- _Exercise description_
Extract the line that contains "Verify that every instance of the bird's claw" and every line after it to the end of the records below, exactly as written and nothing else.

- _Records supplied_
==================================================
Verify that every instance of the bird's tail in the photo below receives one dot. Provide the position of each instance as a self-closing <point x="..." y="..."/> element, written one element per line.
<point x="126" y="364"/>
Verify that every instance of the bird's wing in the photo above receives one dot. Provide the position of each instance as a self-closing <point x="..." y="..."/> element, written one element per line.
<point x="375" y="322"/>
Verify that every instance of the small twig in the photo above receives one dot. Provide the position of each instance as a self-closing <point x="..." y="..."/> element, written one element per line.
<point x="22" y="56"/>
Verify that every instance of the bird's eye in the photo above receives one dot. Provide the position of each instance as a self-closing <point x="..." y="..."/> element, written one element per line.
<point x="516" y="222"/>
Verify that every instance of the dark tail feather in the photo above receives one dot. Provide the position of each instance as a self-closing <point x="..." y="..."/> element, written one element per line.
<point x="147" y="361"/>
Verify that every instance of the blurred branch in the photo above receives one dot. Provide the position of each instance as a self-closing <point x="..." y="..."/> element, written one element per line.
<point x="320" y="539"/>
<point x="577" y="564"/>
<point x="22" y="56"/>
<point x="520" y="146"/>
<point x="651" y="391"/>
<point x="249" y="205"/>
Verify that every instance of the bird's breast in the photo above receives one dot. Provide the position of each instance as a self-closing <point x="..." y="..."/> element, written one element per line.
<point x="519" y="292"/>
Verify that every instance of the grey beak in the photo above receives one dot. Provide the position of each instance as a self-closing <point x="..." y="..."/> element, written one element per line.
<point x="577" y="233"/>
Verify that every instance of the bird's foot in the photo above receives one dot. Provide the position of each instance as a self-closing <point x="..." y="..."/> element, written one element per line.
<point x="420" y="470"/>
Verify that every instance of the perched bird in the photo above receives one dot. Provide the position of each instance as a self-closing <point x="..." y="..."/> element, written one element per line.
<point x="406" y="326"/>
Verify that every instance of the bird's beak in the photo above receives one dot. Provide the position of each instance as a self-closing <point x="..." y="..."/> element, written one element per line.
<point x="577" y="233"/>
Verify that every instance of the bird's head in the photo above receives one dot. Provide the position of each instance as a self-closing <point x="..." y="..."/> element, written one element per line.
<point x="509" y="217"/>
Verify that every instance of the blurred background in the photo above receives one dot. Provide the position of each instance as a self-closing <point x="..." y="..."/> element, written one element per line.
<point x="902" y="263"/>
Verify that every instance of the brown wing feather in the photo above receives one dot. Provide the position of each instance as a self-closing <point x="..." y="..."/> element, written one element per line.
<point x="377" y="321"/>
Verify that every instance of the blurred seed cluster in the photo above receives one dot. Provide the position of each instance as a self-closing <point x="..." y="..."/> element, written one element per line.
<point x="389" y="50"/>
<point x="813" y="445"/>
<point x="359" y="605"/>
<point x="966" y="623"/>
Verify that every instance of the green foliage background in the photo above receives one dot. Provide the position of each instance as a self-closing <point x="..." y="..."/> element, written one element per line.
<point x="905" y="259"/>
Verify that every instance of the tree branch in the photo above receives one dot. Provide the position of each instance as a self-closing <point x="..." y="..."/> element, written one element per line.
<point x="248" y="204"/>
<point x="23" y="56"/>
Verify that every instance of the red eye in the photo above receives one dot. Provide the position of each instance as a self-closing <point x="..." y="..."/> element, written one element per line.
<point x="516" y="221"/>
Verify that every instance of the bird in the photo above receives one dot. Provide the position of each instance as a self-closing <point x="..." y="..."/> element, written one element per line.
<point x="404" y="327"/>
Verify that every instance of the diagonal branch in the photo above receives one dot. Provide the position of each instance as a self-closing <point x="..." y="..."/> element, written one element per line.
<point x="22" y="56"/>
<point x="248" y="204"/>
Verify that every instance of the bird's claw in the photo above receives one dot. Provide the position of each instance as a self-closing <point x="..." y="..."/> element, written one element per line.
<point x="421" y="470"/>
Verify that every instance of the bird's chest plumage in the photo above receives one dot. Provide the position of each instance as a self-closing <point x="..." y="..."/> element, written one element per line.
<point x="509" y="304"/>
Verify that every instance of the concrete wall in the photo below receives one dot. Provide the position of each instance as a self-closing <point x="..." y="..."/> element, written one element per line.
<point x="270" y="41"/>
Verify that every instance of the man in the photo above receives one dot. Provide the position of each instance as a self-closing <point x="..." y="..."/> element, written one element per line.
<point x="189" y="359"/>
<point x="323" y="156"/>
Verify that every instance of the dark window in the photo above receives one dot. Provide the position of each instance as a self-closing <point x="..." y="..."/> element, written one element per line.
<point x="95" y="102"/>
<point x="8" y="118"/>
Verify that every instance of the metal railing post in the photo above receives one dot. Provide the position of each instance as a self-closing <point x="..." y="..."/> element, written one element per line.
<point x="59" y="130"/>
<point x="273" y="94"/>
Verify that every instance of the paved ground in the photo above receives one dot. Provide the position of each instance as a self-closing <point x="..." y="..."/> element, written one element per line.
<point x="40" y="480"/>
==================================================
- _Response to this task_
Verify that every instance of the bird's claw in the photo above receives one dot. Provide the position of each instance as a self-closing <point x="..." y="..."/> element, written one element per line.
<point x="421" y="470"/>
Verify that every instance of the bird's chest plumage in the photo above receives one dot. Provide the position of each instance as a self-closing <point x="..." y="..."/> element, written one element per line.
<point x="509" y="304"/>
Verify that every instance of the concrete wall in the photo below receives one dot. Provide the position of each instance as a self-closing <point x="..." y="..."/> element, written one element per line.
<point x="270" y="41"/>
Verify that every instance of the man in the photo above receives one dot. Provide the position of each instance as a self-closing <point x="..." y="..."/> element, written one element per line.
<point x="189" y="359"/>
<point x="323" y="156"/>
Verify that every instance of the dark window in the photo above receives one dot. Provide the position of each instance as a self-closing <point x="..." y="..."/> element, written one element per line.
<point x="95" y="102"/>
<point x="8" y="118"/>
Verify that every instance of the metal railing post in the photo above receives one dot. Provide the position of each instance as a self-closing <point x="..." y="..."/> element, written one element per line.
<point x="59" y="130"/>
<point x="273" y="94"/>
Verify that every instance of the paved ground in the photo above receives one dot. Provide the position of each instance as a self-closing <point x="..." y="..."/> element, written one element per line.
<point x="40" y="480"/>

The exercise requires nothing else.